======== RECORDS PROVIDED ========
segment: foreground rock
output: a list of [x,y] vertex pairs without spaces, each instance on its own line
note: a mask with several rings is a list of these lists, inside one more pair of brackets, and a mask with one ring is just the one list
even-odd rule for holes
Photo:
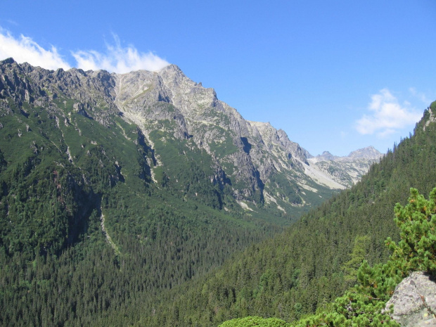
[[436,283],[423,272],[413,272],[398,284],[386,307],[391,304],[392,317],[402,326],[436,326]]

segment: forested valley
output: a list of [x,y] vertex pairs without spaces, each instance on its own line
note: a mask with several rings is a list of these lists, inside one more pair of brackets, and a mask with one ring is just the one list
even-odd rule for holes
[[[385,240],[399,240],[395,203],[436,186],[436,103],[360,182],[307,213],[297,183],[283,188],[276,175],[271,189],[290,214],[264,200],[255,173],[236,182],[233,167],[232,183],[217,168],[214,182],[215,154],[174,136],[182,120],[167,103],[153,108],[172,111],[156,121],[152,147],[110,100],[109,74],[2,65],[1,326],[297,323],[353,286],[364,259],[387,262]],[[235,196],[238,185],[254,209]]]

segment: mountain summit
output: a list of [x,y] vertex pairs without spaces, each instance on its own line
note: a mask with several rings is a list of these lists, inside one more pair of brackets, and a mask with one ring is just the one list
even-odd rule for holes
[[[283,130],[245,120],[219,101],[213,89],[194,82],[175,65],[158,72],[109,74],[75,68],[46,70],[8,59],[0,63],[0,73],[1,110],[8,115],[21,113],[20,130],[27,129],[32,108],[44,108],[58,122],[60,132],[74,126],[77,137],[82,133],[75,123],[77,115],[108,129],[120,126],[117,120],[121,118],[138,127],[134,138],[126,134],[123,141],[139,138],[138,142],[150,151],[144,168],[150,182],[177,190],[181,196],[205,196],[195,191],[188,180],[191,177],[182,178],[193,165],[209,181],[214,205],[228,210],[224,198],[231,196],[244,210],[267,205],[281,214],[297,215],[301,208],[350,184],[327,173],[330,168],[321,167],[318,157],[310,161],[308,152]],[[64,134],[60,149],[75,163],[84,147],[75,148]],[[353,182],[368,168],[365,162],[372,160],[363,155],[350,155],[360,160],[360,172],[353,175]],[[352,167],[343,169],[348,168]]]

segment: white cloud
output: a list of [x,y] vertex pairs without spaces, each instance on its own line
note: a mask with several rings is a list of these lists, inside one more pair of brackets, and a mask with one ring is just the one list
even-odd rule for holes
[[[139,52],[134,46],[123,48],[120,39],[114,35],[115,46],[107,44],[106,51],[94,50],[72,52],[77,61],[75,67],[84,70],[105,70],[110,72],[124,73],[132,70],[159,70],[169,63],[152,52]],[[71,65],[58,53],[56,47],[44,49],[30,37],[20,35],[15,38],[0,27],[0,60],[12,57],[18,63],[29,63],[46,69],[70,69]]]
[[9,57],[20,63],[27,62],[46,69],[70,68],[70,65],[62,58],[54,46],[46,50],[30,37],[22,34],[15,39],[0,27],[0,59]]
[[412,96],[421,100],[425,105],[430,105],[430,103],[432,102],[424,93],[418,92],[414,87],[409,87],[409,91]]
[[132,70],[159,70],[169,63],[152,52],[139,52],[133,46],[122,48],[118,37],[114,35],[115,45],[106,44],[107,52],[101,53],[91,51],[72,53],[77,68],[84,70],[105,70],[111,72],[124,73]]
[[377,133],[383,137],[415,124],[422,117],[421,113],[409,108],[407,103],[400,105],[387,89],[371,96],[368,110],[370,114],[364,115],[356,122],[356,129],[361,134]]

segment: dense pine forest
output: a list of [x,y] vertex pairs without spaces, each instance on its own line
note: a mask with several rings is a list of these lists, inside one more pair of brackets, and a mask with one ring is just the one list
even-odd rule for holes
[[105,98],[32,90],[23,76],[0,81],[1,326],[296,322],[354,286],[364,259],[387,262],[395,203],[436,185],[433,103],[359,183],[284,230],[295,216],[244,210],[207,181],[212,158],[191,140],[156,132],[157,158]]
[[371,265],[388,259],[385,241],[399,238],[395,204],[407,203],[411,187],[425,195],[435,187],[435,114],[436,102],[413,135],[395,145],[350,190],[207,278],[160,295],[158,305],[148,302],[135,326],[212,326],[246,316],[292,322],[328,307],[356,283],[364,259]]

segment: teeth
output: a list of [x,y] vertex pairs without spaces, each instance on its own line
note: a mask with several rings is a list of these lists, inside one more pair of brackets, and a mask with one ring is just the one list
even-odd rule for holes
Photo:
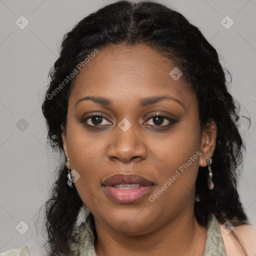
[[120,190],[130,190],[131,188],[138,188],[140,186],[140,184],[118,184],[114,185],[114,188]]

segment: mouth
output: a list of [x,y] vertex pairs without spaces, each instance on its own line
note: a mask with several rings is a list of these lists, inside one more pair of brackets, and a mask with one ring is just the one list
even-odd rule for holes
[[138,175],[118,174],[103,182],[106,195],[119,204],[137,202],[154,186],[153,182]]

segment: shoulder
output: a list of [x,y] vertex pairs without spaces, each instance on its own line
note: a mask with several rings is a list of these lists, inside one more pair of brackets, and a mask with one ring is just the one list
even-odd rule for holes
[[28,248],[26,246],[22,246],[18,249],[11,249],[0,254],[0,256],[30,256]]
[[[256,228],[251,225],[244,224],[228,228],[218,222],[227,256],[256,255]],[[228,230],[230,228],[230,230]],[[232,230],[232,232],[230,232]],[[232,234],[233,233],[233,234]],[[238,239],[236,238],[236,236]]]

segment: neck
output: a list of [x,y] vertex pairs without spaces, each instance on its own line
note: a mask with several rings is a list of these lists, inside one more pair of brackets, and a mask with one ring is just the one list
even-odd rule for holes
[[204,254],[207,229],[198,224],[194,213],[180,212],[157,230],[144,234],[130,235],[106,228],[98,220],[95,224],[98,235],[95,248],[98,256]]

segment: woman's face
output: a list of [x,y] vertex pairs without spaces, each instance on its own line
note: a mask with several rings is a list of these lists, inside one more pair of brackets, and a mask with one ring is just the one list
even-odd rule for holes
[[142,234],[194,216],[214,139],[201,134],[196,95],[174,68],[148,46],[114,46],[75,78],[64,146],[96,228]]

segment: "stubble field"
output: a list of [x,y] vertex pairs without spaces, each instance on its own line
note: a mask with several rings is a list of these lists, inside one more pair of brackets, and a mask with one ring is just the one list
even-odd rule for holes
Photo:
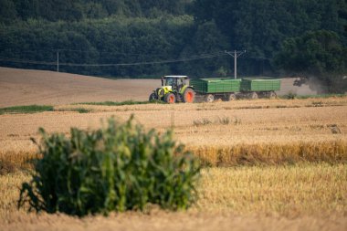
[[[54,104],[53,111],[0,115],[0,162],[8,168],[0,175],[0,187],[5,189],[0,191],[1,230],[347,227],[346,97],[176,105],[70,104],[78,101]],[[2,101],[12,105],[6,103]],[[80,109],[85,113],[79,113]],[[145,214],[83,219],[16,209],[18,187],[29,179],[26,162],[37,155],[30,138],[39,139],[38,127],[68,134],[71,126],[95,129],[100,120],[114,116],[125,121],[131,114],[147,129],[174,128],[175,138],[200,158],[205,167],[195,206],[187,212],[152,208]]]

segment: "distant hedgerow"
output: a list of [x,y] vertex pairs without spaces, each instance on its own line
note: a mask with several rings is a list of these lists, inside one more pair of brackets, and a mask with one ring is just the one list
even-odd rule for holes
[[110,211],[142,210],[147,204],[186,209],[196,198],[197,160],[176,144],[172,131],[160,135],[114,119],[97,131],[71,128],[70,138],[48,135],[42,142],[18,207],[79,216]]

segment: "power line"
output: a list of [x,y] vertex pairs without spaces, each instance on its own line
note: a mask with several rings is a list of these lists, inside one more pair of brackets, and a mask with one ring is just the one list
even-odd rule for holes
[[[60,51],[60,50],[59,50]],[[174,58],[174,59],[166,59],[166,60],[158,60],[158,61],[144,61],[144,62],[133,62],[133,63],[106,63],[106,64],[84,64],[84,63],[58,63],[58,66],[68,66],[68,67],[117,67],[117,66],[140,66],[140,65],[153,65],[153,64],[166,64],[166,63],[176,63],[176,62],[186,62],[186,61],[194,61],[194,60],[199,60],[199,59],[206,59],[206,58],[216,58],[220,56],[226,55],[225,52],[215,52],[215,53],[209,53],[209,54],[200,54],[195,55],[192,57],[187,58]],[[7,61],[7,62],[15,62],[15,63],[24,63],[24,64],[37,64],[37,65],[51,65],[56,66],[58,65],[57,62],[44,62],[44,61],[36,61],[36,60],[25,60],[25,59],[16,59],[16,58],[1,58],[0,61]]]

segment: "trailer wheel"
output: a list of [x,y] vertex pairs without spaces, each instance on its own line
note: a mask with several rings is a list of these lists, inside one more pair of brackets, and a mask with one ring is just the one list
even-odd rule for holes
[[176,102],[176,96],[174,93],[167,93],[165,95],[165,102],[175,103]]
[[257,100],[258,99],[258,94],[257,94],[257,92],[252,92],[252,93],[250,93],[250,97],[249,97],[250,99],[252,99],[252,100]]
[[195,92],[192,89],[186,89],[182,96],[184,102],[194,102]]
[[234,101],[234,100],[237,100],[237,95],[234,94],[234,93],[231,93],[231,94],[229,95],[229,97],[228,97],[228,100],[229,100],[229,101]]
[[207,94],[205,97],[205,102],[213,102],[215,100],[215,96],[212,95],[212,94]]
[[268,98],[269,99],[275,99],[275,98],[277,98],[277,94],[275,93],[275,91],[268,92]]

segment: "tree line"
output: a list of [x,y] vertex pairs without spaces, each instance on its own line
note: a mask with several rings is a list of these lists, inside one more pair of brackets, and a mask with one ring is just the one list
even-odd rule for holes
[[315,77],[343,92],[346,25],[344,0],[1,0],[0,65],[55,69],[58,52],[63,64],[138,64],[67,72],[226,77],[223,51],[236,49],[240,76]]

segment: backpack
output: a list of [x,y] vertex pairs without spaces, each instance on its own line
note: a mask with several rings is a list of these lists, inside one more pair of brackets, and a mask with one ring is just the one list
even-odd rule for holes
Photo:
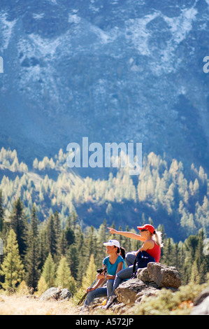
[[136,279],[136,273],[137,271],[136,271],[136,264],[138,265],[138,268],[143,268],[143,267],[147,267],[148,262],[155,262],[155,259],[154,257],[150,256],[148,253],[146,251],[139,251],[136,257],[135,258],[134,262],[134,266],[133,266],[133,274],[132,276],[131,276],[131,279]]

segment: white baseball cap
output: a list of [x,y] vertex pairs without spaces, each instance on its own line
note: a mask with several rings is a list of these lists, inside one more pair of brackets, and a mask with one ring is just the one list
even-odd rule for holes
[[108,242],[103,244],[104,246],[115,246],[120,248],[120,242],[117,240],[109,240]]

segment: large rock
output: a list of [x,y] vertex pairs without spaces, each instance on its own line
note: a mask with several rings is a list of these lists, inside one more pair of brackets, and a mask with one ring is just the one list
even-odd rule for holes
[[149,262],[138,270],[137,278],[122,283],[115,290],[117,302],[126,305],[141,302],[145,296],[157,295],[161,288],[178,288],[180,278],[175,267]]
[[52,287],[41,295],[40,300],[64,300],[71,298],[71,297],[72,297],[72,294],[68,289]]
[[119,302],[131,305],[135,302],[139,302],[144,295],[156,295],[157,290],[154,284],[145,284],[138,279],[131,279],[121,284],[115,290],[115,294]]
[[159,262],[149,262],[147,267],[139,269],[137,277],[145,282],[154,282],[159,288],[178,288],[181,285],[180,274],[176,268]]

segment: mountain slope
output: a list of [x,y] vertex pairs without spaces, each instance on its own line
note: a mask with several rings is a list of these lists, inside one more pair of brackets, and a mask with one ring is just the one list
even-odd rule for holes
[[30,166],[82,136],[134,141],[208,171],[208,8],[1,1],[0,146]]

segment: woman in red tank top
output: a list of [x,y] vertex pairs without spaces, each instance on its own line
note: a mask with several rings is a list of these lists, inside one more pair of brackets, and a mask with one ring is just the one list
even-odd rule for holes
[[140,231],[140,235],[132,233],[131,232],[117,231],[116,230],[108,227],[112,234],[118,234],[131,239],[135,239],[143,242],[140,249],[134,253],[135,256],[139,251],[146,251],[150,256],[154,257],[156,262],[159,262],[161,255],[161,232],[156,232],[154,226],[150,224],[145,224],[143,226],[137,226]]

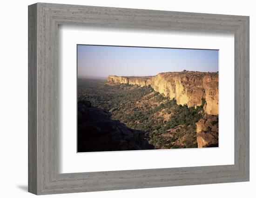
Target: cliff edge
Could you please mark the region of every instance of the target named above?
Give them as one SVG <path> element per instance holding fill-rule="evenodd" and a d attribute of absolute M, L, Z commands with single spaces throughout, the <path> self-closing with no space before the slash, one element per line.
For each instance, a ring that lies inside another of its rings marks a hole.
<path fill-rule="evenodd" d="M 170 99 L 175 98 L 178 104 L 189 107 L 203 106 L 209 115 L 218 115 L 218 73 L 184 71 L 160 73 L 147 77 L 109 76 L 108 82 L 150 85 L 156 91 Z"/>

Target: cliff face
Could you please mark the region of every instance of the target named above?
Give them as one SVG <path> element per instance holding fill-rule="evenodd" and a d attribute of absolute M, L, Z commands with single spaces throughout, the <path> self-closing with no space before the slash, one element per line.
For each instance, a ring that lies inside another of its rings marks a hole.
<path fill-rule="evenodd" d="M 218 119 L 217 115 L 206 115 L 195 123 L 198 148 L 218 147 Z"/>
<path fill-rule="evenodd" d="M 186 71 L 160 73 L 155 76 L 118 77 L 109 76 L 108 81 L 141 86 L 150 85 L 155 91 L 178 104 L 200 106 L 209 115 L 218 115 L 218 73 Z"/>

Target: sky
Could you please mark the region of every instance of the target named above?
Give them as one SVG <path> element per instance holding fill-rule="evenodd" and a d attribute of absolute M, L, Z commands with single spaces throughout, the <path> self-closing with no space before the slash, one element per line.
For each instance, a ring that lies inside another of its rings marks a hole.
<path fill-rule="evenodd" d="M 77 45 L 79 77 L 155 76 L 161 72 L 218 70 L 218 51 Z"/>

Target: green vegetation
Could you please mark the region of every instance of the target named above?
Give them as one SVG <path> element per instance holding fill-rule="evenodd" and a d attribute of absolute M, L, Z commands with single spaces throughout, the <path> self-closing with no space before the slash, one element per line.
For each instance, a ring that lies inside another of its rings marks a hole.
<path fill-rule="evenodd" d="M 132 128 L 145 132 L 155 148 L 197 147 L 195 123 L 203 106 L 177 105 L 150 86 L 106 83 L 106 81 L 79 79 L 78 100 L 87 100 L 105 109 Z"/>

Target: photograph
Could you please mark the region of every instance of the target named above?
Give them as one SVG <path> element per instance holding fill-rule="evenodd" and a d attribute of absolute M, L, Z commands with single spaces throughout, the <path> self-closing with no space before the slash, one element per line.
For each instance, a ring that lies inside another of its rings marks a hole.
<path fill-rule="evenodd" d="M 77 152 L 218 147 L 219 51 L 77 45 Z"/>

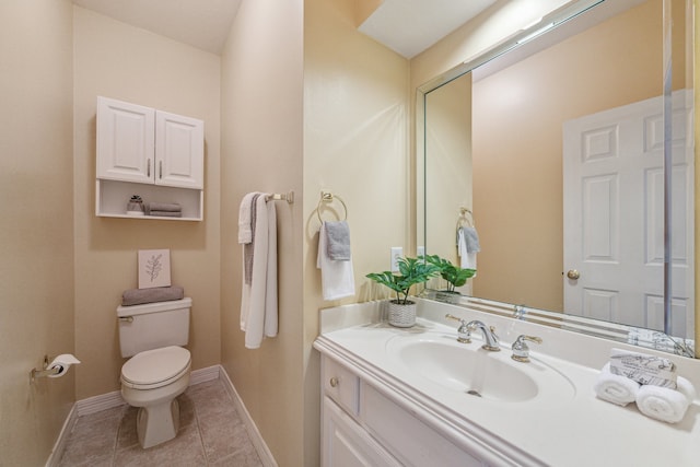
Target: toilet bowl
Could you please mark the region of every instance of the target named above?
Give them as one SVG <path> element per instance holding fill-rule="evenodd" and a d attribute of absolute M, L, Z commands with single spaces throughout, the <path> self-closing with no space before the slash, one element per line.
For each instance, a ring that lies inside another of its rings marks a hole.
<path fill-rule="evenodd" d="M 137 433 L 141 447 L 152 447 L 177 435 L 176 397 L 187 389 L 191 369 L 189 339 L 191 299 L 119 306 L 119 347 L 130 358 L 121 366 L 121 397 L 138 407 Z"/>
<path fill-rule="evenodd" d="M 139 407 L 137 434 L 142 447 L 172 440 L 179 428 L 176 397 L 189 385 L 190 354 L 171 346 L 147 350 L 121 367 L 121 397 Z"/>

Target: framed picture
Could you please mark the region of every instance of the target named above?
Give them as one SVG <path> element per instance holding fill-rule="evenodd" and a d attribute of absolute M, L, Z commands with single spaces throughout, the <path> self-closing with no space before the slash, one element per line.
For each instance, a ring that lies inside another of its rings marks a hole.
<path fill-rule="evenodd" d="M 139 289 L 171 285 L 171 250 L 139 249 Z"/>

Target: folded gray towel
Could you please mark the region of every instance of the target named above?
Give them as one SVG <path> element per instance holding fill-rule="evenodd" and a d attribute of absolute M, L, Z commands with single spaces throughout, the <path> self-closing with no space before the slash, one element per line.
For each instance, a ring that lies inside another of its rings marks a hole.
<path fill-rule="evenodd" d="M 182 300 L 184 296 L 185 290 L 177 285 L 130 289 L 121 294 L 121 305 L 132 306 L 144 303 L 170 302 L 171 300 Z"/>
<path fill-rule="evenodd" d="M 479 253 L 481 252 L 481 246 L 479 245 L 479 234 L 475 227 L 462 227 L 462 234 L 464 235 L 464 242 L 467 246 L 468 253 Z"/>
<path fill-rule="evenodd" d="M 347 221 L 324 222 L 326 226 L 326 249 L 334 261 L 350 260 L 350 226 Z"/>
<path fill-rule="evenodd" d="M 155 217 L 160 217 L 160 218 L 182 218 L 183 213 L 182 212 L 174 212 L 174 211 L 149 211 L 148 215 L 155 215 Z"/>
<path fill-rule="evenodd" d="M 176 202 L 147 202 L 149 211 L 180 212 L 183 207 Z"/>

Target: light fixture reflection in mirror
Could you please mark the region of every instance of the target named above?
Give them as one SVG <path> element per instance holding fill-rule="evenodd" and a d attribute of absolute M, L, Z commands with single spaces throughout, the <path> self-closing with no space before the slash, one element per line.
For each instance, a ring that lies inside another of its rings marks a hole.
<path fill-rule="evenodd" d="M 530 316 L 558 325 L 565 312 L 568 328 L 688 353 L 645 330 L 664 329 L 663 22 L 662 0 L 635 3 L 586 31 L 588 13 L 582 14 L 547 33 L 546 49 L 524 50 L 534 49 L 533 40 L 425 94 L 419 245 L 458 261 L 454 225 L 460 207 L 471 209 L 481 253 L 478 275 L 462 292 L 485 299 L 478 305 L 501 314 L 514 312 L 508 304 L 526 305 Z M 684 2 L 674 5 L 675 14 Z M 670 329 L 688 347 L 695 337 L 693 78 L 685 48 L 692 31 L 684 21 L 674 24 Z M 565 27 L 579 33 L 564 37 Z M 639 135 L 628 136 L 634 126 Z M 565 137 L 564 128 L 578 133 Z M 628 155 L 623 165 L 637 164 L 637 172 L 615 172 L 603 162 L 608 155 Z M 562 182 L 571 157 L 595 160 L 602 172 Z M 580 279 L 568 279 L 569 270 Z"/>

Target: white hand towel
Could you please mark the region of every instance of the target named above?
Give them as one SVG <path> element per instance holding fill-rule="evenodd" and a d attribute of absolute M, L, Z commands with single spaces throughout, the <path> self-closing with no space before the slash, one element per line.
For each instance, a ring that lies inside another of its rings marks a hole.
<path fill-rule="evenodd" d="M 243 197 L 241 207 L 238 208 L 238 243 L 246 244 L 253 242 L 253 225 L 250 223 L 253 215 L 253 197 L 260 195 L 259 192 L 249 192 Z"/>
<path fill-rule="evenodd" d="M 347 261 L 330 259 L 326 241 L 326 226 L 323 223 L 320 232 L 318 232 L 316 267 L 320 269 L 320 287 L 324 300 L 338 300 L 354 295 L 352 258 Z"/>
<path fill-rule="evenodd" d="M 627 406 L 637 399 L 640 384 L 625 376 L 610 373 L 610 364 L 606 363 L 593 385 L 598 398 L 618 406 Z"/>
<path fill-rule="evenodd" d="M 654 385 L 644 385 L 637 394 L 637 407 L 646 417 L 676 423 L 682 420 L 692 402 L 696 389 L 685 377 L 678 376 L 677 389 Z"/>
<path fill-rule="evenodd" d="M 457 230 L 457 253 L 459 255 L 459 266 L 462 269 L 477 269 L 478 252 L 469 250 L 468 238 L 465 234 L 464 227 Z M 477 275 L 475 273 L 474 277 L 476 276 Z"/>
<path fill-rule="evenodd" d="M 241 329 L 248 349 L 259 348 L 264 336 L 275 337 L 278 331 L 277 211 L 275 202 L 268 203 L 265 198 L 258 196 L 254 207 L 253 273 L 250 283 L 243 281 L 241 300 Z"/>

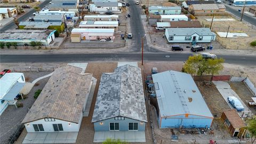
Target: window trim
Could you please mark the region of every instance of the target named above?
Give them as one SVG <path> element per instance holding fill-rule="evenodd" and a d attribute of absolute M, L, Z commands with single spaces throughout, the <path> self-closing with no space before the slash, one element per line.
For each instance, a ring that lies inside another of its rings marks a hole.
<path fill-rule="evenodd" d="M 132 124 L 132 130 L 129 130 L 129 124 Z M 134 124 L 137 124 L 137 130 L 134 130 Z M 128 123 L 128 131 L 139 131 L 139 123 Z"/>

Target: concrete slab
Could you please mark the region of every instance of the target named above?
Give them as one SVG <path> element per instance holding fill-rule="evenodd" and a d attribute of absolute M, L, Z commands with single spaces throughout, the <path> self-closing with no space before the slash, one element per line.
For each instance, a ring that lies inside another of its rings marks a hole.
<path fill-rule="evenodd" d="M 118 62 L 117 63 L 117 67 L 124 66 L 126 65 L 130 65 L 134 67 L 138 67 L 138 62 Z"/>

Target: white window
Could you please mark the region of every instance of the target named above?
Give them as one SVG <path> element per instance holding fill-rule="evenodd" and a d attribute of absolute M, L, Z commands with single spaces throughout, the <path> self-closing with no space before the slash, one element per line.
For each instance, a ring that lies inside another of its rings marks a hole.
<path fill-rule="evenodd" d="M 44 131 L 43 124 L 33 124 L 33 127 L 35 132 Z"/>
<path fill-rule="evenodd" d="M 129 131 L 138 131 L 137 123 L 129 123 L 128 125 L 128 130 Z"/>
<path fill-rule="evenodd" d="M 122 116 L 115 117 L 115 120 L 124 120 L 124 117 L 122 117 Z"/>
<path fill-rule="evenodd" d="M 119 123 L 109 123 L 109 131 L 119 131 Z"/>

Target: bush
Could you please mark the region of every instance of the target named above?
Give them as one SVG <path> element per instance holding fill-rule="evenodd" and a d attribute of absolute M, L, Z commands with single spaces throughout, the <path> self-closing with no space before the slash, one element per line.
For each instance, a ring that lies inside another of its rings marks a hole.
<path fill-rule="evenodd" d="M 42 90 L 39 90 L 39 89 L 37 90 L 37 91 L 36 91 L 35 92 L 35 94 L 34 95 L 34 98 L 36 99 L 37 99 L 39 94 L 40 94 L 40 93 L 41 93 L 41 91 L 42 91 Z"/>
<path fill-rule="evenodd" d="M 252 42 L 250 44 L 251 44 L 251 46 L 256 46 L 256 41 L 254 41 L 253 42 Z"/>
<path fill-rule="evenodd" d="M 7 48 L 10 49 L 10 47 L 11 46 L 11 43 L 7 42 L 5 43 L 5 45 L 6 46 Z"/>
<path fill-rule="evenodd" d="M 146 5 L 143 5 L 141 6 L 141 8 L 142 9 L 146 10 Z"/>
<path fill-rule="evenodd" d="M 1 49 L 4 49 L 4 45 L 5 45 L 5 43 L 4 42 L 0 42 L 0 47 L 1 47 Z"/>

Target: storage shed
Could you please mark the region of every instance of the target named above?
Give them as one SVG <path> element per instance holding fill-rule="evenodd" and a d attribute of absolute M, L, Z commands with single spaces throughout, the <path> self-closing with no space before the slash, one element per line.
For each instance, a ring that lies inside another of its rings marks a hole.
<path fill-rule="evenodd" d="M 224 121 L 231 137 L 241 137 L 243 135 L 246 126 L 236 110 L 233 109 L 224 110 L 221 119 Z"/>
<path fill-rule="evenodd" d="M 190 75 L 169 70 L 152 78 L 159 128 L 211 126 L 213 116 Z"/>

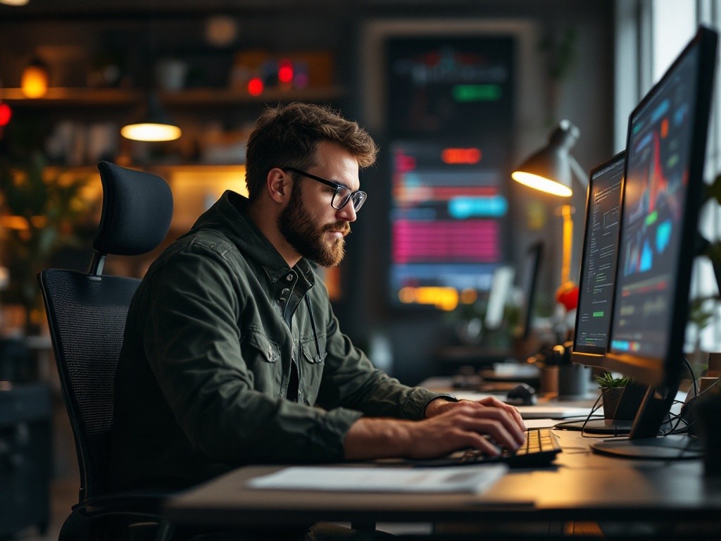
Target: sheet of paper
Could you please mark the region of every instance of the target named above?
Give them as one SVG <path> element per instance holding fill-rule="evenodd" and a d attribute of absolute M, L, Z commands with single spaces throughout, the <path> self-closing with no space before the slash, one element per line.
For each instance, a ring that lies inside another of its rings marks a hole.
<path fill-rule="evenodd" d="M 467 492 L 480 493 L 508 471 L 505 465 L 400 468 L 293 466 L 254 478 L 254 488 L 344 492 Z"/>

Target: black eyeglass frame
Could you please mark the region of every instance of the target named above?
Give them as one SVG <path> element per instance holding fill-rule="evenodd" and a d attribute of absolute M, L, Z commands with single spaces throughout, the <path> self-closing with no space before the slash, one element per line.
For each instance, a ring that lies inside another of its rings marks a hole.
========
### AIM
Copy out the lines starting at the one containing "Target: cliff face" and ending at the one containing "79 77 L 155", reproducing each without any change.

### RESULT
Target: cliff face
Could you please mark the region of every instance of the target named above?
Give them as one SVG <path> element per instance holding fill-rule="evenodd" and a d attribute of absolute M, L, Z commands with single spaces throughout, the <path> self-closing with no space before the slash, one element per line.
For each instance, a ring that lies inside another of its rings marks a hole.
<path fill-rule="evenodd" d="M 218 119 L 217 115 L 206 115 L 195 123 L 198 148 L 218 147 Z"/>
<path fill-rule="evenodd" d="M 186 71 L 160 73 L 155 76 L 118 77 L 109 76 L 108 81 L 141 86 L 150 85 L 155 91 L 178 104 L 200 106 L 209 115 L 218 115 L 218 73 Z"/>

Target: sky
Could you please mark the region of every instance of the target named above?
Give them as one SVG <path> element per instance holding fill-rule="evenodd" and a d attribute of absolute M, L, Z commands with single spaces throughout, the <path> self-closing with no space before the slash, one element per line.
For each instance, a ring that lies inside another of its rings marks a hole.
<path fill-rule="evenodd" d="M 77 45 L 79 77 L 155 76 L 161 72 L 218 70 L 218 51 Z"/>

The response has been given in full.